Work to be completed →
Identify each line in the records below that contains the word "roof", and copy every such line in full.

Records to use →
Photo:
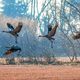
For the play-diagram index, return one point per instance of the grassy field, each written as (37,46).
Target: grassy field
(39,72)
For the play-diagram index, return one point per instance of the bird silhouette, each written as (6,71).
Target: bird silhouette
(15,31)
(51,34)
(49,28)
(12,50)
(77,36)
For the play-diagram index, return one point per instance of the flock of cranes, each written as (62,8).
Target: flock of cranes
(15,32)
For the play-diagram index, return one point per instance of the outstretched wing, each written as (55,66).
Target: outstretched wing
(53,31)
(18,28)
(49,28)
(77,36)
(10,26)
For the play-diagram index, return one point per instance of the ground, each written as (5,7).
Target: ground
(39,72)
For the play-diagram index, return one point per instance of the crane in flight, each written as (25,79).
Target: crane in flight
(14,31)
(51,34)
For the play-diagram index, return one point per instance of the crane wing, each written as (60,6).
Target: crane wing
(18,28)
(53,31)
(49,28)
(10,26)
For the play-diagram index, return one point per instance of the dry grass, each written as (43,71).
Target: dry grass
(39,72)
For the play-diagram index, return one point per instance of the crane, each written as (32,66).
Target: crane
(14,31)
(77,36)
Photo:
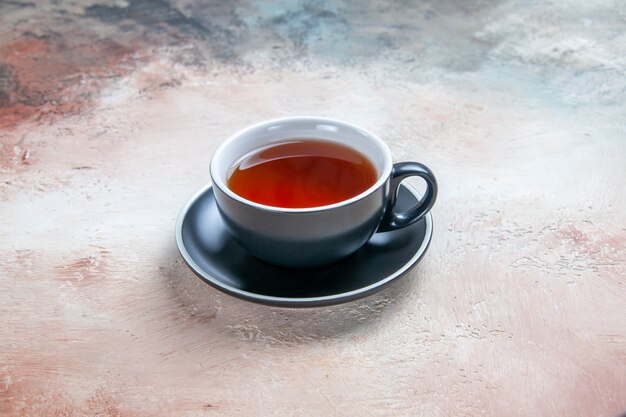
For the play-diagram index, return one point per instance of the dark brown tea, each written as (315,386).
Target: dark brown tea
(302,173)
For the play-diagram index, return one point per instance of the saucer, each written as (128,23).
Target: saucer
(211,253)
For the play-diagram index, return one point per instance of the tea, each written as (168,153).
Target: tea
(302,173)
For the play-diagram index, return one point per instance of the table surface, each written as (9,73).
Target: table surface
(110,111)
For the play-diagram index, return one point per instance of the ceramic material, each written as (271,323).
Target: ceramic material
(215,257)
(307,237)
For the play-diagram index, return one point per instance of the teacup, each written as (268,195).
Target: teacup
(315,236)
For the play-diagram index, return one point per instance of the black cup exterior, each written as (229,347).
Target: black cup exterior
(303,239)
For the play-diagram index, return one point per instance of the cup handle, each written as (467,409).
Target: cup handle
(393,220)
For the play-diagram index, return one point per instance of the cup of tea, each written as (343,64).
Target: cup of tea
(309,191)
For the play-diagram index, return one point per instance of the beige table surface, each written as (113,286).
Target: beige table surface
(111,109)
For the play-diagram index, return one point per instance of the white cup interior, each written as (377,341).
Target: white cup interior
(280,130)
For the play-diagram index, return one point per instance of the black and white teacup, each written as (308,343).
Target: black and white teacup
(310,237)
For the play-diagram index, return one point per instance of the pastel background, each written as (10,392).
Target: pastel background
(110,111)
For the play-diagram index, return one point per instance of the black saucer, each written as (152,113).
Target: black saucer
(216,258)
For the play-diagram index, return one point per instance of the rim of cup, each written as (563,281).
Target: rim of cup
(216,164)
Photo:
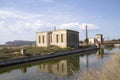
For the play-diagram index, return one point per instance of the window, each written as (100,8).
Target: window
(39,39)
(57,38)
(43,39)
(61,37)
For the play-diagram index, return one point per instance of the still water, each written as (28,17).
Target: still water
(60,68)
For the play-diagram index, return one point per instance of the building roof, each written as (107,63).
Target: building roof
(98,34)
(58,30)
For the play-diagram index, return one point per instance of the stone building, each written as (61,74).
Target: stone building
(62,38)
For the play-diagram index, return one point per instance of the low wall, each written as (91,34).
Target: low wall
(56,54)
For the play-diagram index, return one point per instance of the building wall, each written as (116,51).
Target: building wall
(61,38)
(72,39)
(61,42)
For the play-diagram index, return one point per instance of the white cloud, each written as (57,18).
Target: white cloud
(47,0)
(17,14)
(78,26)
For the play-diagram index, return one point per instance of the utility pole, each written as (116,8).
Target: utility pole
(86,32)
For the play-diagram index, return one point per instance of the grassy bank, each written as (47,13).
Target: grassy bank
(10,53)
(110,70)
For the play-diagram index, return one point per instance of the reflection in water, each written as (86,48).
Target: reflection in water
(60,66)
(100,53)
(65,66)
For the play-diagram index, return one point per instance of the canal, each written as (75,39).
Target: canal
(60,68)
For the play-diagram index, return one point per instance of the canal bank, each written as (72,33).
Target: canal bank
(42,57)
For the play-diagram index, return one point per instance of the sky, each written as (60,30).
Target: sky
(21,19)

...

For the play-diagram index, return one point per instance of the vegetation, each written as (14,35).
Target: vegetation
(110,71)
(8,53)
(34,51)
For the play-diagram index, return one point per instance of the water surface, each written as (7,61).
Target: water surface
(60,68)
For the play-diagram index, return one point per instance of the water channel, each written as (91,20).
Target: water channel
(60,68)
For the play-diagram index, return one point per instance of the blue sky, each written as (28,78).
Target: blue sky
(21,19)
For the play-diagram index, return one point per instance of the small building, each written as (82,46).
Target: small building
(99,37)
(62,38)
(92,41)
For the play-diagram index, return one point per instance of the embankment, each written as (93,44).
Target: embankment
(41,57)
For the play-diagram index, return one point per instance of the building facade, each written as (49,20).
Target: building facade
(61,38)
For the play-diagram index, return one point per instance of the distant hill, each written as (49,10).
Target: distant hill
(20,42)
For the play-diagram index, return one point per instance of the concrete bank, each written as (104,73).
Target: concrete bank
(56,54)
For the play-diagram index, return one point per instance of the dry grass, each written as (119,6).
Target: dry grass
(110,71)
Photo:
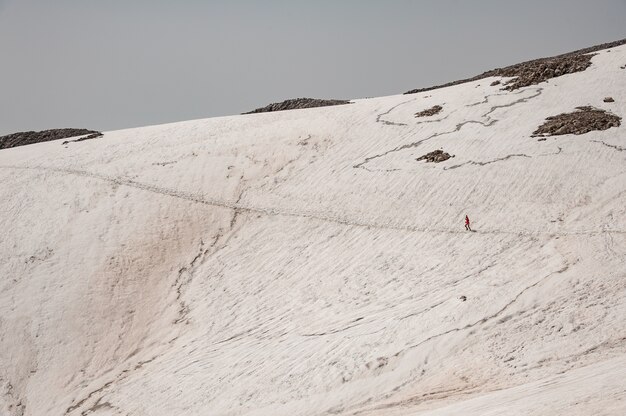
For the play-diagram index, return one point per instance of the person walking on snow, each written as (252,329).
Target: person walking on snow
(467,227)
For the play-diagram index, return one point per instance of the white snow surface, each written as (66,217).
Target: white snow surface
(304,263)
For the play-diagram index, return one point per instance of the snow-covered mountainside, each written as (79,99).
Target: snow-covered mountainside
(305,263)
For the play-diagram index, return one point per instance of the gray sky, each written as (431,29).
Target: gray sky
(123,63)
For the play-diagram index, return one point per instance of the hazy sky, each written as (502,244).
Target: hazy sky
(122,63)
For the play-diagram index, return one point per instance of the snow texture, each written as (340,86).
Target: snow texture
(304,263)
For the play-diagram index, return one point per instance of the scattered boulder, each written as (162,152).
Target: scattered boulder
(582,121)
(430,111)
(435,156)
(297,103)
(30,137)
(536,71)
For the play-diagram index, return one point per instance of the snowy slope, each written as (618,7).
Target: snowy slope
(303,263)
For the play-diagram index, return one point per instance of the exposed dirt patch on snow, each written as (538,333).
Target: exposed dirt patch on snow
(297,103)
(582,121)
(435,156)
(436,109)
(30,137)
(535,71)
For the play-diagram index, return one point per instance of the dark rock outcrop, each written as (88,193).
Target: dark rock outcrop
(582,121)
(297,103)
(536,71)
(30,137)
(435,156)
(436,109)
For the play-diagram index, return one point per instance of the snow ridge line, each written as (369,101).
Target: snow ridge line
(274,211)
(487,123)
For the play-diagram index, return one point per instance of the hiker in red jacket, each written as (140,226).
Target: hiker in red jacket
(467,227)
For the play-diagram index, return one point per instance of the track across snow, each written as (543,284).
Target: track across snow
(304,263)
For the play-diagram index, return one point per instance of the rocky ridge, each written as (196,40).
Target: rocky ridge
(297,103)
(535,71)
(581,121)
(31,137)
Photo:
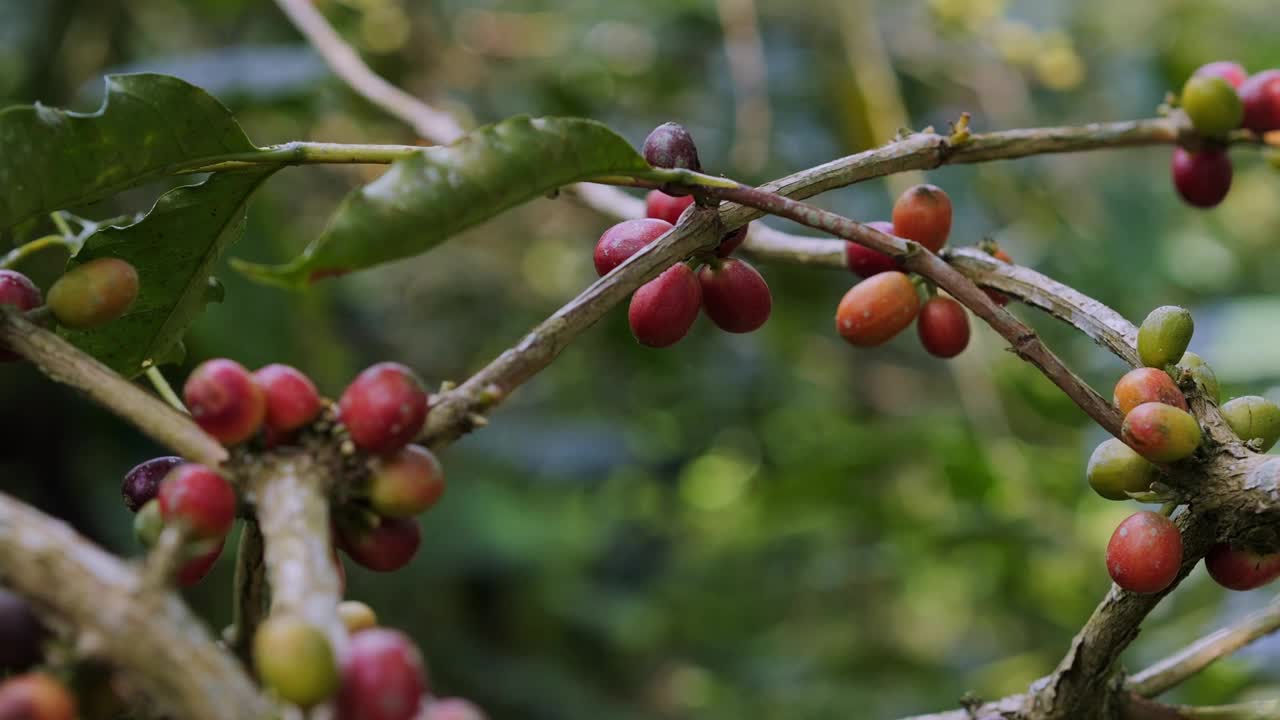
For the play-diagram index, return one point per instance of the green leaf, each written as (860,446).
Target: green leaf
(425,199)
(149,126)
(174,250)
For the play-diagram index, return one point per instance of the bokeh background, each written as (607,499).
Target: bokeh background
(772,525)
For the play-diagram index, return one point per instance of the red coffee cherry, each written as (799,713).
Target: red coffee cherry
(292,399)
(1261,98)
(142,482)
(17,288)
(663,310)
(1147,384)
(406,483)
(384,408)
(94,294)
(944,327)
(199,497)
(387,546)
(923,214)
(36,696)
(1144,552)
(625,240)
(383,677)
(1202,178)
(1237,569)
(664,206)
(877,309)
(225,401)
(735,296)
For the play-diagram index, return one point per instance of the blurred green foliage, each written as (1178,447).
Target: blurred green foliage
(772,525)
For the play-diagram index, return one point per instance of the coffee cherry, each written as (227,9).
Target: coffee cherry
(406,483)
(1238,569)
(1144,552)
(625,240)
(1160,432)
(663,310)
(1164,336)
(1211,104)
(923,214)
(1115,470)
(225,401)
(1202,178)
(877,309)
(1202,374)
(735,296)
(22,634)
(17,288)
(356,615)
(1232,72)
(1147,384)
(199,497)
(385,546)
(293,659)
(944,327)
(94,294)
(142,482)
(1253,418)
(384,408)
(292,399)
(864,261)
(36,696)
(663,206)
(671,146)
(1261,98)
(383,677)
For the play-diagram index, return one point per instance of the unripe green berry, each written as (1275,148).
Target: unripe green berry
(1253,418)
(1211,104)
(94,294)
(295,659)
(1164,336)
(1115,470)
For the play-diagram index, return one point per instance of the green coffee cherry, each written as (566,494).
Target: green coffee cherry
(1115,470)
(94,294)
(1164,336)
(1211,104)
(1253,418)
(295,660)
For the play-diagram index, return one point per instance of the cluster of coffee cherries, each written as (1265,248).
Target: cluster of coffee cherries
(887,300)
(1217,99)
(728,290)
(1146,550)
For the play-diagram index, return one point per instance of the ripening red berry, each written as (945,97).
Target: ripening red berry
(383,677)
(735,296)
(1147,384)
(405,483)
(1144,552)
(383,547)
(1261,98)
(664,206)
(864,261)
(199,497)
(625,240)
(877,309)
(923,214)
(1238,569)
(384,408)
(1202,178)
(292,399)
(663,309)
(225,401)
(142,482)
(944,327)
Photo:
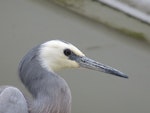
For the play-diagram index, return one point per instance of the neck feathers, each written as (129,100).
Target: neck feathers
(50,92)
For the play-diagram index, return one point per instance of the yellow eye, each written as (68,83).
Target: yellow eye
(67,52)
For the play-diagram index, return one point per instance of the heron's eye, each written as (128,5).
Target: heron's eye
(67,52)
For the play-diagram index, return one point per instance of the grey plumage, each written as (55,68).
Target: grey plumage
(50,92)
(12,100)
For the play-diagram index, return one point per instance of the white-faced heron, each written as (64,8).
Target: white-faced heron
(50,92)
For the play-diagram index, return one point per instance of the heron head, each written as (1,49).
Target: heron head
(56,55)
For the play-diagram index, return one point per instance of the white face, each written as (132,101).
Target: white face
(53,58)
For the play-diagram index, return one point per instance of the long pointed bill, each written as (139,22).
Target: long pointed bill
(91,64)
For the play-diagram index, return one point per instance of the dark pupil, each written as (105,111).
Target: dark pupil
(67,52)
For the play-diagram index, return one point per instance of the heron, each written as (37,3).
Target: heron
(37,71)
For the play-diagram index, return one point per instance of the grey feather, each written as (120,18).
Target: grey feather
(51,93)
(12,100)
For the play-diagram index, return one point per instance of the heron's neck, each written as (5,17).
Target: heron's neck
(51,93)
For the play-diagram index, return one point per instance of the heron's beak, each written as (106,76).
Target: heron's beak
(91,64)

* * *

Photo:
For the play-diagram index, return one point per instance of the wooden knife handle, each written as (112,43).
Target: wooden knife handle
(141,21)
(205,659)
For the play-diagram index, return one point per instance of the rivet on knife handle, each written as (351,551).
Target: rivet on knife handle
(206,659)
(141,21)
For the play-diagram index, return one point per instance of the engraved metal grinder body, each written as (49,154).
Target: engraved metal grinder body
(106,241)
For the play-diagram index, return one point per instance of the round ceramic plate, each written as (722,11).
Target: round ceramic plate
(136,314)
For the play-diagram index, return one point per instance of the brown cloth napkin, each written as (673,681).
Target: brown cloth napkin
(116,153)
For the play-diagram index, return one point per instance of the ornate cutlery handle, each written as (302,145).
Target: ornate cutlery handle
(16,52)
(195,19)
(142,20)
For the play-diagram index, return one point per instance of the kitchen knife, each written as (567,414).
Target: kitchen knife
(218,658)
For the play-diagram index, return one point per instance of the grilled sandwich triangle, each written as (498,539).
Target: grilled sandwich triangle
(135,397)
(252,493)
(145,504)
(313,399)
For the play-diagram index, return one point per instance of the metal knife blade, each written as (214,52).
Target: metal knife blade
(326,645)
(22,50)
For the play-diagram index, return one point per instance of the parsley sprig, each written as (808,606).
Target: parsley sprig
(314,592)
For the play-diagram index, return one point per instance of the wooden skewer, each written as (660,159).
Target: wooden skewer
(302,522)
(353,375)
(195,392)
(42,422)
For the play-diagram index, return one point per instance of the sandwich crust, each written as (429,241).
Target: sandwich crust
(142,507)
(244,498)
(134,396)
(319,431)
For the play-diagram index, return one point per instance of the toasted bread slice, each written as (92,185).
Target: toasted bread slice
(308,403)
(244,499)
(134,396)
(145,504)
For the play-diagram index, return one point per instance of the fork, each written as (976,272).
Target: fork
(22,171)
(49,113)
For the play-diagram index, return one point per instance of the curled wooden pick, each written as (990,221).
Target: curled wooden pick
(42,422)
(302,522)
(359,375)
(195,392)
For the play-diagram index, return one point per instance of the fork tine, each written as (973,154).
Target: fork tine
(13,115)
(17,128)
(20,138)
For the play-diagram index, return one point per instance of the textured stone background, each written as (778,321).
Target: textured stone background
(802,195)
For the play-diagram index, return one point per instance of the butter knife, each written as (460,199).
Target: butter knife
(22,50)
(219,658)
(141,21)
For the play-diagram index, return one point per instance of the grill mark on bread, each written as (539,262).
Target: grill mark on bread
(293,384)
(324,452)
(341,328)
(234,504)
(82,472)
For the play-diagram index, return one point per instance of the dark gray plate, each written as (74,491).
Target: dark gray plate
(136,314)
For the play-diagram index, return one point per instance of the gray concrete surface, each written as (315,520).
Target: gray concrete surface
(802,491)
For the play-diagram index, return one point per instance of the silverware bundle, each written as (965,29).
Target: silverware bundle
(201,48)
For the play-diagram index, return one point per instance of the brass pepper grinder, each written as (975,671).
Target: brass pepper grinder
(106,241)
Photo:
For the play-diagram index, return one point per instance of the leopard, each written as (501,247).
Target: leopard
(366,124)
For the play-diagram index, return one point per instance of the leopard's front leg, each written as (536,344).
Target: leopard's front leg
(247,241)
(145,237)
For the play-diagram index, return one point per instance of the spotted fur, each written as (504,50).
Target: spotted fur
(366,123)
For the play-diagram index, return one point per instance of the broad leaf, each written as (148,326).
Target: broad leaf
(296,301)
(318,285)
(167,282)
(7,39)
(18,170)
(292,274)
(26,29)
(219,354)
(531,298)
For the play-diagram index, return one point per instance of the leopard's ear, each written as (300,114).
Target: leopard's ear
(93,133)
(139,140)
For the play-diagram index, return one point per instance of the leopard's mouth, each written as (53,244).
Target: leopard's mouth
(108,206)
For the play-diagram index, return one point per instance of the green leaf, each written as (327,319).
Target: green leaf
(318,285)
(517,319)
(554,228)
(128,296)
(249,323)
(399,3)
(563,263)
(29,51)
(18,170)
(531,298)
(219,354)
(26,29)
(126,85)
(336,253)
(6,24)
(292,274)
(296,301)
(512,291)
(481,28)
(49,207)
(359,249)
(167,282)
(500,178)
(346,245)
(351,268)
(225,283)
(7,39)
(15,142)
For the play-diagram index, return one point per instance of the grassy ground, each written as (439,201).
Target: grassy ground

Finished task →
For the play-diagram index, return one point per instance of the building roof, each written as (107,63).
Target: building roof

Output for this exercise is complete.